[Excerpts from a segmentation dataset]
——

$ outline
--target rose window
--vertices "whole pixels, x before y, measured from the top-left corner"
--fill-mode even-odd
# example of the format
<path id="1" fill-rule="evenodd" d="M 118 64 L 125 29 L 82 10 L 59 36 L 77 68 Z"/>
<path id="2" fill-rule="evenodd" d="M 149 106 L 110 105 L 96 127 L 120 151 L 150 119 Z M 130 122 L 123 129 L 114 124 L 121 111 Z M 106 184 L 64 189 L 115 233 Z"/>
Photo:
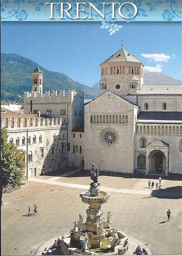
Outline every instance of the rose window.
<path id="1" fill-rule="evenodd" d="M 114 131 L 109 130 L 104 132 L 103 139 L 106 144 L 113 145 L 117 141 L 117 135 Z"/>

——

> [What is needed]: Convert every line of the entries above into a JSON list of strings, one string per line, and omit blank lines. Leave the pictures out.

> [Problem solution]:
[
  "$ outline",
  "--target rose window",
  "--vertices \"whole pixels, x before y, measured from the top-left corner\"",
  "--fill-mode even-odd",
  "# example of the format",
  "<path id=\"1\" fill-rule=\"evenodd\" d=\"M 118 64 L 125 29 L 82 10 L 59 36 L 77 68 Z\"/>",
  "<path id=\"2\" fill-rule=\"evenodd\" d=\"M 149 106 L 110 105 L 96 127 L 120 151 L 150 119 Z M 130 122 L 123 129 L 114 124 L 121 111 Z M 106 184 L 64 189 L 115 233 Z\"/>",
  "Photo:",
  "Outline every instance of the rose window.",
  "<path id=\"1\" fill-rule=\"evenodd\" d=\"M 114 131 L 109 130 L 104 132 L 103 139 L 106 144 L 113 145 L 117 141 L 117 135 Z\"/>"
]